EXERCISE DETAILS –
All of the data must be printed exactly; please include every line.

Collection entries –
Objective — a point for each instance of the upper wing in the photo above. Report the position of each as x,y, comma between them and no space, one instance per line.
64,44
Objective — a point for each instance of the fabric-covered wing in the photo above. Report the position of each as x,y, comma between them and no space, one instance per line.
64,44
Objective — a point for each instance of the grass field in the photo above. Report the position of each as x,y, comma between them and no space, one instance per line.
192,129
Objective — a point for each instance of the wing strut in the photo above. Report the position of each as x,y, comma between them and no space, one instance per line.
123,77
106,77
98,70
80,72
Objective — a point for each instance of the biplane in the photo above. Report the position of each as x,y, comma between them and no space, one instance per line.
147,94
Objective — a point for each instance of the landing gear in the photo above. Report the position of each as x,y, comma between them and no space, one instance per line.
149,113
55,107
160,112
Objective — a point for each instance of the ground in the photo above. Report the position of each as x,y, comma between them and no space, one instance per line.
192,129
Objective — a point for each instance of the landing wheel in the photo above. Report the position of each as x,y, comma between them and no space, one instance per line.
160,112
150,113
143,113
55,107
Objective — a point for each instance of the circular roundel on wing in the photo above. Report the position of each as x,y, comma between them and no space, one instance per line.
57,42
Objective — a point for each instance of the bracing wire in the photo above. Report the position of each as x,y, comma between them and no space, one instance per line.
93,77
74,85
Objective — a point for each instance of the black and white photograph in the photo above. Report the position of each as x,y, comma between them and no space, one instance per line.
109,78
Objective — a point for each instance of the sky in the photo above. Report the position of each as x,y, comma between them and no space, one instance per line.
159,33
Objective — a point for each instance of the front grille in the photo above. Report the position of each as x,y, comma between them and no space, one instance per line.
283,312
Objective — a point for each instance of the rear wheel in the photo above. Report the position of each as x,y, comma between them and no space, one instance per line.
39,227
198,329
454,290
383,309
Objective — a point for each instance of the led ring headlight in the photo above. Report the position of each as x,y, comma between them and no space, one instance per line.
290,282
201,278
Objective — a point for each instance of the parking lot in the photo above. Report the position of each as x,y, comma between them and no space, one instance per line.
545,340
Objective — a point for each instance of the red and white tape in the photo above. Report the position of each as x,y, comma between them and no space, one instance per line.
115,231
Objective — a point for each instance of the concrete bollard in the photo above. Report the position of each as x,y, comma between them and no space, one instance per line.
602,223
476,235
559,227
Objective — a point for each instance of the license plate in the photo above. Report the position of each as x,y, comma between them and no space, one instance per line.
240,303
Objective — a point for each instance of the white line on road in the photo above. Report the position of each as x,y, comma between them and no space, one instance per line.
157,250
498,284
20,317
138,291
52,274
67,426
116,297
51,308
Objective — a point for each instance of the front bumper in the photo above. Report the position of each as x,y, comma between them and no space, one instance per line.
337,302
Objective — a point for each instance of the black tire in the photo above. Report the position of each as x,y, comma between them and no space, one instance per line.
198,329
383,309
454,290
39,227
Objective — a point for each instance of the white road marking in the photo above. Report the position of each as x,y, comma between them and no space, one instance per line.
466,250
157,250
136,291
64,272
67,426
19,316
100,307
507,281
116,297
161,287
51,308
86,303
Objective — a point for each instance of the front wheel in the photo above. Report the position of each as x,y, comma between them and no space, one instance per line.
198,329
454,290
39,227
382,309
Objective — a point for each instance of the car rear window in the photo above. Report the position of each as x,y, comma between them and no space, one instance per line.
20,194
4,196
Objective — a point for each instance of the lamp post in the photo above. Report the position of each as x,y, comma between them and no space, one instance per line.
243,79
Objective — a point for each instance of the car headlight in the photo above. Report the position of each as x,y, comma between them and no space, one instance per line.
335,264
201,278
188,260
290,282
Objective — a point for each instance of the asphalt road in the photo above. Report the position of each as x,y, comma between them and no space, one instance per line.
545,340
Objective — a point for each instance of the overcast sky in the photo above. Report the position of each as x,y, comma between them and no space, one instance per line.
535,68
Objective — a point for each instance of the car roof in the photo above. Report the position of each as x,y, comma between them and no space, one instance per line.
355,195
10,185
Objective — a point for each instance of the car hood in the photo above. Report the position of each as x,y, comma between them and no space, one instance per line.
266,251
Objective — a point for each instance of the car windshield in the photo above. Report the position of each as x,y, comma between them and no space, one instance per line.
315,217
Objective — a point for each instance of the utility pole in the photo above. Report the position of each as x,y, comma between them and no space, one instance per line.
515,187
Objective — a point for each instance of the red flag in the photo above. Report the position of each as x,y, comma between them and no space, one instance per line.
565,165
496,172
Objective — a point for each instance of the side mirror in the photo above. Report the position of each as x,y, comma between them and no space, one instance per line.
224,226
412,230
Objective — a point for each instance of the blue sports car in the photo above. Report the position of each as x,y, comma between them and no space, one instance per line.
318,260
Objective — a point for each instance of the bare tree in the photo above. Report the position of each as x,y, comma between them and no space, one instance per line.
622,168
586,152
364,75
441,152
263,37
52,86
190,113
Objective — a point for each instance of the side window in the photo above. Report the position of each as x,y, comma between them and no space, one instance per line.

SOLVED PROBLEM –
Objective — a point for each instance of the upper wing in the photo above. Report the position of each as x,y, comma between them and no space, one instance per line.
64,44
Objective — a point for each instance of the fabric-covered wing in the photo above. Report the position of each as x,y, comma between them and no space, one instance per line.
64,44
Objective — a point for each instance of the grass field in the photo above. Report the position of each as x,y, comma between them and no space, one instance per line.
192,129
Objective — a point for each instance of the wing strut in the photo above. Report the position of each as x,y, comma between them and no space, one instance per line.
123,77
106,77
98,70
80,72
Objective — a point for each instance of the biplane in the photo above. Report the position of each as x,y, comma between them and no space, one instance per line.
147,94
Objective — a point for each instance of the landing gear in the photo above. Report the position of each as x,y, comma between them and no space, one instance per line.
149,113
55,107
160,112
Objective — a point for each instance of the ground in the photo above. Report the position of each as x,y, comma between them and no space, one instance per line.
192,129
Objective — a point for each instance of the landing wheel in the photo above. Report the position of each as x,y, comma between them and no space, one instance per line.
160,112
150,113
143,113
55,107
Objective — a point for each instance of the circular roundel on wing in the photo above. Report the position of each as x,y, comma between them and no space, one instance per line.
57,42
Objective — a point for each instance of the bracing wire in the photo above. Report the position of each as x,y, comma between them and no space, one instance per line.
93,77
74,85
Objective — a point for each instance of the black and white photograph in the photo above. Report the position of each as x,y, comma between them and no space, one instance per line.
109,78
Objective — a point for each instance of the sky in the photo above. Report the position of each as x,y, comma between them and no space, one instance per line.
159,33
Objective — a point for each instance of the front grille in the photo above. Report the position of each as x,y, comma between them and no space, one instance per line.
283,312
Objective — a point for each instance of the rear wheel in the photo above. Report the position of each as x,y, comma between them and no space, one instance per line.
39,227
198,329
454,290
383,309
Objective — a point for each instance of the led ring headlight in the photo above. Report the position of each as x,y, comma between them and no space, one instance per line.
290,282
201,278
Objective — a point for each instance of the parking lot in the photo above. Report the position of each as x,y, comma between them and no space, one instance per line.
545,340
Objective — a point for each instance of the red and white tape in the photo above. Report the position of each as x,y, comma between them and no space, one instance per line.
115,231
Objective — a point for each instance of the concrete bollard in the photo above. Report the position of each as x,y, comma between them and no space, one instance per line.
602,223
476,235
559,227
Objective — a point for each instance of the license plate in the photo above. Report the position of each as x,y, comma between them and no space, one instance per line.
240,303
Objective — a point for each instance of the white line on road in the photo above. Report the position of each as x,y, comma between them and no space, one instance per line.
157,250
498,284
20,317
138,291
52,274
67,426
116,297
51,308
Objective — a point for each instance of the front bumper in the photo above. Report the position of each as x,y, comma between them and no space, one instance per line.
337,302
Objective — a point for each instance of the black tire in the photo above. Report the position of each as x,y, comma between them and no space, one instance per line.
198,329
383,309
454,290
39,227
Objective — a point for each instance of the white road marking in the photo above. Report the position of each as x,y, comma between them and no space, one instance per line.
466,250
157,250
136,291
64,272
67,426
19,316
100,307
507,281
116,297
161,287
51,308
86,303
Objective — a point for each instance of the front wheel in the photo above. Report the position of each as x,y, comma between them and no space, one instance per line.
198,329
454,290
39,227
382,309
Objective — a point for each instance of the car rear window in the photo above. Report the position of each as x,y, comma between them and no space, one instance per line.
20,194
4,196
Objective — a point for each instance of the lamp post in the photo above. Report the position of each as x,y, comma between them and no space, one instance per line.
243,79
Objective — a point for each instance of the car headlight in the photo above. Report the position of each as x,y, comma between them and no space, one instance per line.
335,264
201,278
188,260
290,282
Objective — a point for each instance of the asphalt road in the photo above. Report the position of each as x,y, comma between them and no space, one instance per line.
545,340
Objective — a point for each instance of the overcast sky in the photo above. Report the position of each as x,y, comma between them and no space, one instance per line.
535,68
Objective — a point for each instance of the car roof in the photo above. Report the position of each as x,y, comma between them and no space, one instance per line.
355,195
10,185
Objective — a point for each instance of the car hood in the photo above. Report the position of each as x,y, comma between them and no space, one instance per line.
266,251
Objective — a point for each instance of the car windshield in the photo above. Report the position of each as x,y, comma between them and no space, one instance per line.
315,217
Objective — a point for each instance of the utility pole in the photo above. Report the position of each as x,y, comma between them and no space, one instance per line.
515,187
Objective — a point for each instance of the red flag in the photo above. Report the position of each as x,y, comma between them and no space, one instance per line.
565,165
496,172
Objective — a point for each instance of the side mirror in the photo above. Report the position of each as x,y, comma between them and no space, one instance per line.
224,226
412,230
Objective — a point for each instance of the blue sports car in the photo above. Report the position of each as x,y, comma between them and no space, one instance per line.
318,260
Objective — a point for each instance of the bare tree in the photo above. Report the position of each as x,y, comma between them and no space, one instance per line.
622,168
586,152
364,75
441,152
263,37
52,86
190,113
Objective — a point for each instance of the side window in the photo above. Report the position of each as x,y, comma between them and no space, one instance per line.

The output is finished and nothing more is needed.